**Short exercise**.
Put only the records from the line containing "If you could put a point on the woman's smile" through the end of the records, inclusive, into a Markdown table with the columns Row and Line. Number each line and leave out blank lines.

**Raw records**.
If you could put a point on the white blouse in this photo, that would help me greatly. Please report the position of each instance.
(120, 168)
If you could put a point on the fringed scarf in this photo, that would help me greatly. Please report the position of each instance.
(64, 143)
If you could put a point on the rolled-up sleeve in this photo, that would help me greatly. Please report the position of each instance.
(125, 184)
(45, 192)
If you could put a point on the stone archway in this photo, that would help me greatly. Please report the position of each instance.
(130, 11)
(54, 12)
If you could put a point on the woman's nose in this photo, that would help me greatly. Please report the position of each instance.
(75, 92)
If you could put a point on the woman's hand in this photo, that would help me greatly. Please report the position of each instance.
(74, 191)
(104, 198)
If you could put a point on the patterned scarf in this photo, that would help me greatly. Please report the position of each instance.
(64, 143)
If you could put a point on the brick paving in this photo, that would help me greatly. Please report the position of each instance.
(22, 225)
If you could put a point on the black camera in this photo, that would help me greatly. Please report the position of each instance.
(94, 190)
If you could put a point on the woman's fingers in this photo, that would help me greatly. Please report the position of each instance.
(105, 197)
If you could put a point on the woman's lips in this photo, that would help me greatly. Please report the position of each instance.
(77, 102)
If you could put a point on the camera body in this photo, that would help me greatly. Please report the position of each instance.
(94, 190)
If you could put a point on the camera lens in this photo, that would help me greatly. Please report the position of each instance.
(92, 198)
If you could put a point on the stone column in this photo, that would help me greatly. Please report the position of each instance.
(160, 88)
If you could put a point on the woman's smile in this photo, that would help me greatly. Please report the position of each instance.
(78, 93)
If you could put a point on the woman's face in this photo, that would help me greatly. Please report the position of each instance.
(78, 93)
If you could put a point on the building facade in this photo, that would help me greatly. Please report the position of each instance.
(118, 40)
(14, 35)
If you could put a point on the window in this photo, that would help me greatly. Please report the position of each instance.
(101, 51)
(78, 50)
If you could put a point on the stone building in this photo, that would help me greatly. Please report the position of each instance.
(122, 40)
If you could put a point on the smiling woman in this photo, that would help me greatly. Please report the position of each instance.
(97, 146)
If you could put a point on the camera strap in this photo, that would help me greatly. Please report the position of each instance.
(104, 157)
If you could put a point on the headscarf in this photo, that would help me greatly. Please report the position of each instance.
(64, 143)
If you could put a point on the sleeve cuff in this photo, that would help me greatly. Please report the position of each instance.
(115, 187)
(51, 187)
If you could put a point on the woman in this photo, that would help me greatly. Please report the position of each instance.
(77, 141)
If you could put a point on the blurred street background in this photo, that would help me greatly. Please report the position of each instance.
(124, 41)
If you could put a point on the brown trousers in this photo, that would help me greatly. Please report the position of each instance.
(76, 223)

**Finished answer**.
| Row | Line |
|---|---|
| 1 | If you could put a point on the woman's smile in this photo, that would help me greatly. Please report the position of each instance. |
| 2 | (78, 93) |
| 3 | If you could put a point on the woman's face in this photo, that would help me greatly. Please report the position of each instance. |
| 4 | (78, 93) |
| 5 | If you could put a point on the building facade in this photo, that would help me greatly. Please report the position of each instance. |
| 6 | (118, 40) |
| 7 | (14, 35) |
| 8 | If you could put a point on the window in this photo, that would help me greatly. Please report the position of each instance. |
| 9 | (101, 51) |
| 10 | (78, 50) |
| 11 | If you could put a point on the stone building in this photo, that would help me greatly. Please report the position of each instance. |
| 12 | (122, 40) |
| 13 | If you could put a point on the smiling woman in this photo, that would help me greatly. Please report the position of each instance. |
| 14 | (97, 146) |
| 15 | If you could put a point on the camera strap in this photo, that would help me greatly. Please report the position of each instance. |
| 16 | (104, 157) |
| 17 | If you could put a point on the headscarf in this photo, that would help me greatly. Please report the position of each instance. |
| 18 | (64, 143) |
| 19 | If you could put a point on the sleeve cuff in this photo, that would help me greatly. Please report the position of each instance. |
| 20 | (115, 187) |
| 21 | (51, 187) |
| 22 | If you could put a point on the woman in this photo, that would help me greatly. Please report the position of each instance. |
| 23 | (77, 141) |
| 24 | If you could put a point on the blurred street background in this photo, that would help me greatly. Please report the position of each instance. |
| 25 | (124, 41) |
| 26 | If you could put a point on the brown trousers in this photo, that would help me greatly. Please report the position of each instance. |
| 27 | (76, 223) |